**Records for the task:**
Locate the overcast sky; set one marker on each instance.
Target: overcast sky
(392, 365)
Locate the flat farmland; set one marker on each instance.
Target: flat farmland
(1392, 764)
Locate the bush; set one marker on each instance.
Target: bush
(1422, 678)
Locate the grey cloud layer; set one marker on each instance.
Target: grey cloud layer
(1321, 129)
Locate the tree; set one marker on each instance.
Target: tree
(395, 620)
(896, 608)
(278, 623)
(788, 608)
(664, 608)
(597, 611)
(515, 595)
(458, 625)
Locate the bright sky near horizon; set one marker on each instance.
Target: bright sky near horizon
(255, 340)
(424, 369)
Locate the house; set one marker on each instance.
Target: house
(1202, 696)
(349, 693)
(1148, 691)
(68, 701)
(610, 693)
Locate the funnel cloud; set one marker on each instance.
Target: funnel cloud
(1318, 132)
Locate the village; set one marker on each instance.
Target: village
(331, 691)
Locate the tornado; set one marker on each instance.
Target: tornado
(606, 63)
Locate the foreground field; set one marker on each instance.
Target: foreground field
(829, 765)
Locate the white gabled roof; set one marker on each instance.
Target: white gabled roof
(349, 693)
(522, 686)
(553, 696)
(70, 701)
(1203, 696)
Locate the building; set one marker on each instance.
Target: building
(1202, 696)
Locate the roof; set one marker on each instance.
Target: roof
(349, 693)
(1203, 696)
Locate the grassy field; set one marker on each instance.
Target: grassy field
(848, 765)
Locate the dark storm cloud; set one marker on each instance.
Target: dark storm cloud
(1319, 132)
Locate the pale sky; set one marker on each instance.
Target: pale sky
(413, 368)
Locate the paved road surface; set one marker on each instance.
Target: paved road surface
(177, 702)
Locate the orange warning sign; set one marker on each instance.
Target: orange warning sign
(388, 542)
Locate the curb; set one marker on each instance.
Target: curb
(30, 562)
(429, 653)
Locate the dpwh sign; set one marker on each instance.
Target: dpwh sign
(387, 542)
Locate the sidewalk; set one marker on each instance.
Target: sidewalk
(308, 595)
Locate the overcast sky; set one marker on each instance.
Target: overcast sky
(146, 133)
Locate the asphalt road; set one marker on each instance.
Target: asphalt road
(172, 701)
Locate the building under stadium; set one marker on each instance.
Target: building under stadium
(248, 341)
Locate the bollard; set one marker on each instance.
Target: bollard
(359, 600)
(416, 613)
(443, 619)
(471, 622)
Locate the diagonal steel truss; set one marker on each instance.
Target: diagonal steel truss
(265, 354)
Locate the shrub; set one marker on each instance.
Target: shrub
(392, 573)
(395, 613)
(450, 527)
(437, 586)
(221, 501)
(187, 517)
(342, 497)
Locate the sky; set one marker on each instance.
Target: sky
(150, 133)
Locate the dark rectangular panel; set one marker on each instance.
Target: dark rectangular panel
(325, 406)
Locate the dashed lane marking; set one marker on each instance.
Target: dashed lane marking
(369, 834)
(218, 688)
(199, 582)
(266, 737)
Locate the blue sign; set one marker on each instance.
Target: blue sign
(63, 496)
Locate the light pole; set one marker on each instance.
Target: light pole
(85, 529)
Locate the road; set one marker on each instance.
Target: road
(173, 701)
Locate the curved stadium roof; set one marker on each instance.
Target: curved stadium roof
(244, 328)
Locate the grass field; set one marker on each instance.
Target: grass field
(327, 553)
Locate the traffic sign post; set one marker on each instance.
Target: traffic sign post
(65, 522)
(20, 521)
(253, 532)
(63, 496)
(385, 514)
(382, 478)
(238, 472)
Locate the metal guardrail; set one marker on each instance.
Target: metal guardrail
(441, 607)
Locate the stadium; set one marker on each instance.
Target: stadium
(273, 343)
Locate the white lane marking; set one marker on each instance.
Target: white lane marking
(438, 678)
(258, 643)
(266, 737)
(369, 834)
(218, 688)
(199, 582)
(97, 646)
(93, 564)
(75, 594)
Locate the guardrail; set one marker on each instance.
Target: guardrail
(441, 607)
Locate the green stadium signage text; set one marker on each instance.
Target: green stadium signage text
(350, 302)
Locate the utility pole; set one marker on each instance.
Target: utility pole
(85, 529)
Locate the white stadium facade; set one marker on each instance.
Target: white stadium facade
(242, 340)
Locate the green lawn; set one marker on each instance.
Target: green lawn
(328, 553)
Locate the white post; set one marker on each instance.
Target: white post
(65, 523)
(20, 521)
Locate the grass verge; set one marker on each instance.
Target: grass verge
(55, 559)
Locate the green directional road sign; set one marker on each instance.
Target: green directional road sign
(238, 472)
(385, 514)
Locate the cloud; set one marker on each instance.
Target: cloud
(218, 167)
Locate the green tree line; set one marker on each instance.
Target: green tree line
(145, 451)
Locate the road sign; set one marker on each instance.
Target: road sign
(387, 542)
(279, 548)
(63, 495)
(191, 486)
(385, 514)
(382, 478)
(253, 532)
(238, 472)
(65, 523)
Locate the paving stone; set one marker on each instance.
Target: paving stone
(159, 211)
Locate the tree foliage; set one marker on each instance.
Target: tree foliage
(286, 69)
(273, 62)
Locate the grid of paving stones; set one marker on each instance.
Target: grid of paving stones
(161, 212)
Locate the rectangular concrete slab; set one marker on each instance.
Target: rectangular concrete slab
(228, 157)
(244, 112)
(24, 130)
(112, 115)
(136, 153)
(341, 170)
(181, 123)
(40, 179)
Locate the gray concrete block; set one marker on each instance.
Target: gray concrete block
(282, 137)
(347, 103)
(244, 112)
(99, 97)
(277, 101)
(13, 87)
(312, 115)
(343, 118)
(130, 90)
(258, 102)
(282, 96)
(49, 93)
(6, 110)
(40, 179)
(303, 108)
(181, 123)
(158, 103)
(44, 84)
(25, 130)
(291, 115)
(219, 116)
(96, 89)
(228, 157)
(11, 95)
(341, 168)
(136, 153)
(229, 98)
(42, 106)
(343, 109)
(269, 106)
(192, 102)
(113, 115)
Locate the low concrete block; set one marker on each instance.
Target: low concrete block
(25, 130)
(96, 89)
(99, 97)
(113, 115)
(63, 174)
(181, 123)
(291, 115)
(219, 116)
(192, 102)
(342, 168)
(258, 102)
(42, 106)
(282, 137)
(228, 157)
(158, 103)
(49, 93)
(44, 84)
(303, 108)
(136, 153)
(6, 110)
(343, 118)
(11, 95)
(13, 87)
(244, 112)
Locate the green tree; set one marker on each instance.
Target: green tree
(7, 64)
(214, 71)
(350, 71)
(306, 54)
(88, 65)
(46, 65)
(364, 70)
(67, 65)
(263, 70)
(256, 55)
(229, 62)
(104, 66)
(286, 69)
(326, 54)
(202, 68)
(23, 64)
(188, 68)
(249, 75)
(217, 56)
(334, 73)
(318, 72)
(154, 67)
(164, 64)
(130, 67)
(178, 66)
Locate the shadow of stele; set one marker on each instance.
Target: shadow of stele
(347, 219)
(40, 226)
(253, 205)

**Challenge:** Copy out each line exactly.

**Answer to the task:**
Locate the overcast sky; set one marker on each instance.
Target: overcast sky
(392, 365)
Locate the flat farmland; set one marker on each instance.
Target: flat farmland
(1392, 764)
Locate the bush; set one marker on each instance.
Target: bush
(1422, 678)
Locate the grey cloud layer; set one marker on each instance.
Target: grey cloud layer
(1321, 129)
Locate the tree; set one marker on each instance.
Target: tree
(395, 620)
(896, 608)
(278, 623)
(788, 608)
(664, 608)
(597, 611)
(515, 595)
(458, 625)
Locate the bright sky near horizon; set one marker on each instance.
Target: bright sky near horizon
(255, 340)
(424, 369)
Locate the house; set one marker on each instance.
Target: house
(1202, 696)
(349, 693)
(1148, 691)
(68, 701)
(610, 693)
Locate the funnel cloud; set one marker on each instance.
Target: funnel cloud
(1318, 132)
Locate the village; set one marker on each instance.
Target: village
(331, 691)
Locate the tornado; set one marker on each instance.
Target: tornado
(606, 63)
Locate the foreground field; set one marker on each instance.
Target: foreground field
(829, 765)
Locate the white gabled roof; set one marker on each instance.
Target: white gabled roof
(349, 693)
(522, 686)
(553, 696)
(70, 701)
(1203, 696)
Locate the building; set one marker on each instance.
Target: building
(1202, 696)
Locate the roof; set one marker on each instance.
Target: roof
(349, 693)
(1203, 696)
Locate the grassy field; set one marker on each instance.
Target: grassy field
(848, 765)
Locate the dark storm cloud; set one marker on each instance.
Target: dark storm cloud
(1319, 132)
Locate the pale sky; set one marker on each instance.
Target: pale sky
(413, 368)
Locate the paved road surface; set one marker on each instance.
Target: paved road surface
(177, 702)
Locate the orange warning sign; set one marker on each instance.
Target: orange warning sign
(388, 542)
Locate the curb; set one marker on each instance.
Target: curb
(30, 562)
(429, 653)
Locate the dpwh sign; set one marker on each instance.
Target: dpwh sign
(387, 542)
Locate the sidewalk; set one marker on each instance.
Target: sidewalk
(308, 595)
Locate the overcast sky; set one marker on each instance.
Target: overcast sky
(146, 133)
Locate the asphalt road; set one marker on each instance.
Target: asphalt road
(172, 701)
Locate the building under stadium; set one marker on each instance.
Target: building under stadium
(248, 341)
Locate the bollard; set one marker on each instance.
Target: bollard
(359, 600)
(416, 613)
(443, 619)
(471, 622)
Locate the diagonal steel truss; set one marker on each instance.
Target: diagonal steel truss
(265, 354)
Locate the shrub; set one marker on each instance.
Target: shrub
(392, 573)
(395, 613)
(450, 527)
(437, 586)
(221, 501)
(187, 517)
(342, 497)
Locate the sky; set one marker on each instance.
Target: sky
(150, 133)
Locate the dark rectangular panel; set one marker on each instance.
Target: dark rectangular panel
(325, 406)
Locate the dashed lane marking; set one marker on each instance.
Target: dashed lane marking
(369, 834)
(218, 688)
(199, 582)
(266, 737)
Locate the blue sign; set one marker on each instance.
Target: blue sign
(63, 496)
Locate the light pole; set one marker on each instance.
Target: light pole
(85, 529)
Locate the road; set one marker on each instance.
Target: road
(173, 701)
Locate the curved stadium roof; set one marker on each instance.
Target: curved stadium roof
(244, 328)
Locate the grass field; set one marker on each instance.
Target: grass field
(327, 553)
Locate the traffic sign post; set one marker on each instance.
Target: traffic sign post
(65, 522)
(20, 521)
(253, 532)
(63, 496)
(385, 514)
(382, 478)
(238, 472)
Locate the metal guardrail; set one marker on each instance.
Target: metal guardrail
(441, 607)
Locate the stadium; set one marker on each instance.
Target: stadium
(273, 343)
Locate the white lane marking; set one marker on each instance.
Target: white lane marking
(438, 678)
(258, 643)
(266, 737)
(369, 834)
(218, 688)
(199, 582)
(97, 646)
(93, 564)
(75, 594)
Locate the guardrail; set one marker on each instance.
Target: guardrail
(441, 607)
Locate the green stadium signage text; set one marker on each instance.
Target: green stadium signage text
(350, 302)
Locate the utility pole; set one marker on each instance.
Target: utility pole
(85, 529)
Locate the white stadium facade; set one marker on each instance.
Target: white stadium facade
(242, 340)
Locate the green lawn; set one marker on each instance.
Target: green lawn
(328, 553)
Locate the white post; set one marker on each instance.
Target: white post
(65, 523)
(20, 521)
Locate the grass verge; set one marker on each instance.
Target: grass verge
(55, 559)
Locate the green directional road sign; set one marker on each instance.
Target: green directional road sign
(238, 472)
(385, 514)
Locate the cloud; set one marker on each instance.
Target: cloud
(218, 167)
Locate the green tree line; set one marker on each instance.
Target: green tree line
(145, 451)
Locate the road sign; set one marker on each instance.
Target: road sign
(387, 542)
(279, 548)
(63, 495)
(191, 486)
(385, 514)
(382, 478)
(253, 532)
(238, 472)
(65, 523)
Locate the paving stone; set one marker on each instance.
Target: paving stone
(159, 211)
Locate the tree foliage; set one marker on each instance.
Target: tree foliage
(286, 69)
(273, 62)
Locate the grid of paving stones; set one marker on each instance.
Target: grid of paving stones
(161, 212)
Locate the rectangular concrete slab; set one marker on each instance.
Target: rectangular concrete slab
(228, 157)
(244, 112)
(24, 130)
(112, 115)
(136, 153)
(341, 170)
(181, 123)
(40, 179)
Locate the gray concrete block; set one marker on each instance.
Target: gray concrete block
(282, 137)
(347, 103)
(244, 112)
(99, 97)
(277, 101)
(13, 87)
(312, 115)
(343, 118)
(130, 90)
(258, 102)
(282, 96)
(49, 93)
(6, 110)
(40, 179)
(303, 108)
(181, 123)
(158, 103)
(44, 84)
(25, 130)
(291, 115)
(219, 116)
(96, 89)
(228, 157)
(11, 95)
(341, 168)
(136, 153)
(229, 98)
(42, 106)
(343, 109)
(269, 106)
(192, 102)
(113, 115)
Locate the low concrete block; set one marker on each instance.
Target: low concrete block
(25, 130)
(96, 89)
(99, 97)
(113, 115)
(63, 174)
(181, 123)
(291, 115)
(219, 116)
(192, 102)
(342, 168)
(258, 102)
(42, 106)
(282, 137)
(228, 157)
(158, 103)
(49, 93)
(44, 84)
(303, 108)
(136, 153)
(6, 110)
(343, 118)
(11, 95)
(13, 87)
(244, 112)
Locate the green tree; set one marker on each instance.
Target: green tree
(7, 64)
(214, 71)
(350, 71)
(306, 54)
(88, 65)
(46, 65)
(364, 70)
(67, 65)
(263, 70)
(256, 55)
(229, 62)
(104, 66)
(286, 69)
(326, 54)
(202, 68)
(23, 64)
(188, 68)
(249, 75)
(217, 56)
(334, 73)
(318, 72)
(154, 67)
(164, 64)
(130, 67)
(178, 66)
Locate the shadow of stele; set one marker on each instance.
Target: shadow of stele
(347, 219)
(40, 226)
(253, 205)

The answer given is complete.